■ Request 1 ■
Reproduce the passage on the specification amendments word for word, starting at "Paragraph [0032] is" and ending at "along with this.".
======== Passage provided ========
## IN THE SPECIFICATION

Paragraph [0032] is sought to be rewritten as follows:

b2  
Existing rasterizers are fixed function devices. With the advent of multi texturing it has become impossible to cast sufficiently flexibility into a fixed function device, particularly when up to 8 textures can be combined in one fragment. Microsoft have recognized this in DX8 and are pushing programmable shading languages as the way forward. Clearly the 3D chip community [[have]] has no choice [[by]] but to go along with this.

Paragraph [0051] is sought to be rewritten as follows:

b3  
The more data the memory controller can read or write per request the more efficient it will be able to run. Needless to say you should strive to make use of all the data in the transfer and not some small fraction of it. Tiles are also visited in an order aimed at promoting optimum memory usage, although the Memory Controller can [[hid]] hide the page break cost in all transfers larger than one (byte wide) tile. More extensive caching techniques are used to smooth out demand peaks and to allow some degree of pre-fetching to occur.
======== Given data ========
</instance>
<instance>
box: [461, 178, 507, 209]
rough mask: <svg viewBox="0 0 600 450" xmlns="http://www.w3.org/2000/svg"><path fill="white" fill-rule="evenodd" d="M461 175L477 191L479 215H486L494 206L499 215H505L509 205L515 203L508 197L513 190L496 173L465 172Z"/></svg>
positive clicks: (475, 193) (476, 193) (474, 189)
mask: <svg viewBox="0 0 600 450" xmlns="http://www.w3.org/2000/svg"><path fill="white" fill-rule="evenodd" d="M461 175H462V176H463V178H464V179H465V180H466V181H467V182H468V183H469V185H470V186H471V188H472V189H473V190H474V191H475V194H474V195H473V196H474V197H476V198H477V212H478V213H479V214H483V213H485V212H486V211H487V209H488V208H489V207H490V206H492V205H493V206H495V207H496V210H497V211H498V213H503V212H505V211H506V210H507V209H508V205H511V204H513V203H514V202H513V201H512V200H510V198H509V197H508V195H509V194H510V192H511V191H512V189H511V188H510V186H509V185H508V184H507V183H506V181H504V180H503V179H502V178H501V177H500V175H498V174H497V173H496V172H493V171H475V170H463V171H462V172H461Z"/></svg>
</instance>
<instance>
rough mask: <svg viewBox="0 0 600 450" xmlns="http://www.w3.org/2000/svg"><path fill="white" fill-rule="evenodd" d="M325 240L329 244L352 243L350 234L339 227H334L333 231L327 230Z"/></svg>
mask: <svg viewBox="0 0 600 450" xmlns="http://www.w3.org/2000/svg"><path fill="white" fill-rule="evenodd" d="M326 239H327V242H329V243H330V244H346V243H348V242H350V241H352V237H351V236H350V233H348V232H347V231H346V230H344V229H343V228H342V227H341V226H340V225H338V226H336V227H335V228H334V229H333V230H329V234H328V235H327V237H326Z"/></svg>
========
■ Request 2 ■
Write out the entries again, starting at their first line and ending at the line containing "175L477 191L479 215H486L494", with "instance" replaced by "sample" and nothing else altered. Give only those lines.

■ Answer box 1 ■
Paragraph [0032] is sought to be rewritten as follows:

b2  
Existing rasterizers are fixed function devices. With the advent of multi texturing it has become impossible to cast sufficiently flexibility into a fixed function device, particularly when up to 8 textures can be combined in one fragment. Microsoft have recognized this in DX8 and are pushing programmable shading languages as the way forward. Clearly the 3D chip community [[have]] has no choice [[by]] but to go along with this.

■ Answer box 2 ■
</sample>
<sample>
box: [461, 178, 507, 209]
rough mask: <svg viewBox="0 0 600 450" xmlns="http://www.w3.org/2000/svg"><path fill="white" fill-rule="evenodd" d="M461 175L477 191L479 215H486L494 206L499 215H505L509 205L515 203L508 197L513 190L496 173L465 172Z"/></svg>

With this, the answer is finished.